▶ [Task 1]: Render this sentence from the text about You've Changed Records into Spanish: "You've Changed Records is a Canadian independent record label founded in 2009 by Daniel Romano, Ian Kehoe of Attack in Black and Steve Lambke of Constantines."
▶ [Task 2]:
Answer these questions using the text about You've Changed Records.
(a) In what year was the label founded?
(b) Under what band name has Kehoe released music?
(c) Which two releases did Lambke put out as Baby Eagle?
▶ [Task 3]: Reproduce the part of the text about You've Changed Records starting with "You've Changed Records is" and going on through "name Marine Dreams.".

Start of Text to read

= You've Changed Records =

You've Changed Records is a Canadian independent record label founded in 2009 by Daniel Romano, Ian Kehoe of Attack in Black and Steve Lambke of Constantines.

Although both of the owners' primary bands released their records on other labels at the time, they formed You've Changed to release a split EP as well as material by their side projects. Romano has released a collaboration with Julie Doiron and Frederick Squire, Daniel, Fred & Julie, and several solo albums, while Lambke released Dog Weather and Bone Soldiers as Baby Eagle, and Kehoe has released music under the band name Marine Dreams.

End of Text to read
Start of Extracted records

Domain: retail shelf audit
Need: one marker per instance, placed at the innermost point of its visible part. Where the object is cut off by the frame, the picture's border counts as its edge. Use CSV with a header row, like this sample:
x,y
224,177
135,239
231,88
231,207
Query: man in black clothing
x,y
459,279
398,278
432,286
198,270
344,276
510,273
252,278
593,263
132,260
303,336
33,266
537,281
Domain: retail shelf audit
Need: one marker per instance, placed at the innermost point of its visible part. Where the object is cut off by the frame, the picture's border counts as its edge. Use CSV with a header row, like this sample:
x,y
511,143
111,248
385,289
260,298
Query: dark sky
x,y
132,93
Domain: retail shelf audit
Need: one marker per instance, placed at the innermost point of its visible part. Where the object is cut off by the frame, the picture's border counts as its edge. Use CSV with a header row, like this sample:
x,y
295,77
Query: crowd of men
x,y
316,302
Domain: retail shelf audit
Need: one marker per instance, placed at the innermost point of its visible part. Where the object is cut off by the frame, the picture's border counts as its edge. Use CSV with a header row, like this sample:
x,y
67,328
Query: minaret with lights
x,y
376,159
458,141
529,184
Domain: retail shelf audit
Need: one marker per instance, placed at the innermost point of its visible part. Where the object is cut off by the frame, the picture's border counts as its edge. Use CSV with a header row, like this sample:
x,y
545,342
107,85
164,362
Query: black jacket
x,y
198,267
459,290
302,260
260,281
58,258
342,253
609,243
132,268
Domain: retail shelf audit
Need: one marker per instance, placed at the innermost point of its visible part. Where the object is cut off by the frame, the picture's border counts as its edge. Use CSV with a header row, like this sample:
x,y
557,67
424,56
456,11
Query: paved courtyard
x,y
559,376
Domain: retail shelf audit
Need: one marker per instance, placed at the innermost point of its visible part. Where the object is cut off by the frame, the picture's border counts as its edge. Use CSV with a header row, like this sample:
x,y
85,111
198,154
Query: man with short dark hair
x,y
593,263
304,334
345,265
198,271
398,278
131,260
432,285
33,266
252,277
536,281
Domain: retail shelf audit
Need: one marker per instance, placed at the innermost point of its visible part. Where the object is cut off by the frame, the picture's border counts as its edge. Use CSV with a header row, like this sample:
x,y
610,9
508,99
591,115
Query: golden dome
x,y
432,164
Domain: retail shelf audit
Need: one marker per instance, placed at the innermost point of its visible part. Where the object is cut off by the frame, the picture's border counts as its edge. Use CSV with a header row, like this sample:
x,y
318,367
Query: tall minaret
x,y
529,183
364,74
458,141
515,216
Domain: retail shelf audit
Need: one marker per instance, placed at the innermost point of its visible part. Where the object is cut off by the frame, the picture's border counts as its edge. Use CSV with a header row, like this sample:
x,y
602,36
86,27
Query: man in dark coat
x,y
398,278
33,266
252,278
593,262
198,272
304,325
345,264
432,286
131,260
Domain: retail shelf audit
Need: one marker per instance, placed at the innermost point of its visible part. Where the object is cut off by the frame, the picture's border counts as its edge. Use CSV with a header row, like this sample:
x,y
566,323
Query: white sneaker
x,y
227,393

End of Extracted records

▶ [Task output 1]: You've Changed Records es un sello discográfico independiente canadiense fundado en 2009 por Daniel Romano, Ian Kehoe de Attack in Black y Steve Lambke de Constantines.

▶ [Task output 2]:
(a) 2009
(b) Marine Dreams
(c) Dog Weather and Bone Soldiers

▶ [Task output 3]:
You've Changed Records is a Canadian independent record label founded in 2009 by Daniel Romano, Ian Kehoe of Attack in Black and Steve Lambke of Constantines.

Although both of the owners' primary bands released their records on other labels at the time, they formed You've Changed to release a split EP as well as material by their side projects. Romano has released a collaboration with Julie Doiron and Frederick Squire, Daniel, Fred & Julie, and several solo albums, while Lambke released Dog Weather and Bone Soldiers as Baby Eagle, and Kehoe has released music under the band name Marine Dreams.